# TASK REQUIREMENTS
A. In the NEODAAS products text, reproduce word for word the passage that begins at the words "Ocean colour data" and stops after the words "and current boundaries.".
B. Condense the paragraph of the NEODAAS products text that opens with "NEODAAS is able to offer" into a short bulleted list that keeps its main facts.

# SELECTED EXTRACT
Products

NEODAAS is able to offer a variety of products derived from Earth Observation data to researchers either from data we are routinely processing at PML, or which we acquire from external sources such as the Copernicus Marine Environment Monitoring Service (CMEMS). We are also able to generate custom products if no existing products are suitable.

Projects we are routinely processing are available to view via our portal, for all other products we offer a ‘request’ system open to all researchers eligible for NERC funding.

Routine Processing

The following products are routinely processed by NEODAAS for key areas (including the UK) and are normally available in less than 12 hours after the satellite acquisition:

Map showing weekly Chlorophyll-a concentration produced by combining data from the OLCI sensor onboard Sentinel 3A and Sentinel 3B
Above: Map showing weekly Chlorophyll-a concentration produced by combining data from the OLCI sensor onboard Sentinel 3A and Sentinel 3B

Ocean Colour and Derived Products

Ocean colour data provide information on near sea surface phytoplankton chlorophyll-a concentration (chl-a), turbidity (Kd490) and visibility. They show physical phenomena such as eddies, fronts and current boundaries.

# EXTRACTED INFORMATION
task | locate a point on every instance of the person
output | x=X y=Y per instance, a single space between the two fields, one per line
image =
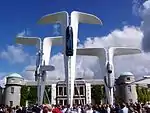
x=47 y=109
x=124 y=109
x=56 y=109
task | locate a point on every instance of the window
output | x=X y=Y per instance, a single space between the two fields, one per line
x=76 y=101
x=60 y=90
x=65 y=91
x=11 y=103
x=12 y=90
x=129 y=88
x=76 y=91
x=128 y=78
x=61 y=102
x=65 y=102
x=69 y=41
x=81 y=91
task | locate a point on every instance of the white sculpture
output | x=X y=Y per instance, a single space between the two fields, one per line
x=43 y=59
x=70 y=27
x=106 y=57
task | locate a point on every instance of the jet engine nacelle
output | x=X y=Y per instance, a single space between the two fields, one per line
x=109 y=68
x=69 y=41
x=36 y=76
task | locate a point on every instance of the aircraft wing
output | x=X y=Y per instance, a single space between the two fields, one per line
x=124 y=50
x=56 y=41
x=53 y=18
x=91 y=51
x=86 y=18
x=27 y=40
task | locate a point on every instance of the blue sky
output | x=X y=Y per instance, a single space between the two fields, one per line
x=18 y=15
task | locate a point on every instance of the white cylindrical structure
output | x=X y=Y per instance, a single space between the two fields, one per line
x=88 y=93
x=53 y=94
x=13 y=89
x=125 y=91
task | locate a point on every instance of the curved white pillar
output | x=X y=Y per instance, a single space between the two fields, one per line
x=105 y=57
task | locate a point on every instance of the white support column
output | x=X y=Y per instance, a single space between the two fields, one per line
x=88 y=93
x=53 y=94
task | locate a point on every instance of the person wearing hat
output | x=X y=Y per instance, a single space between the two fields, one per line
x=47 y=109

# ANSWERS PROVIDED
A.
Ocean colour data provide information on near sea surface phytoplankton chlorophyll-a concentration (chl-a), turbidity (Kd490) and visibility. They show physical phenomena such as eddies, fronts and current boundaries.

B.
- NEODAAS offers researchers a variety of products derived from Earth Observation data.
- These come from data routinely processed at PML or from external sources such as the Copernicus Marine Environment Monitoring Service (CMEMS).
- Custom products can be generated if no existing product is suitable.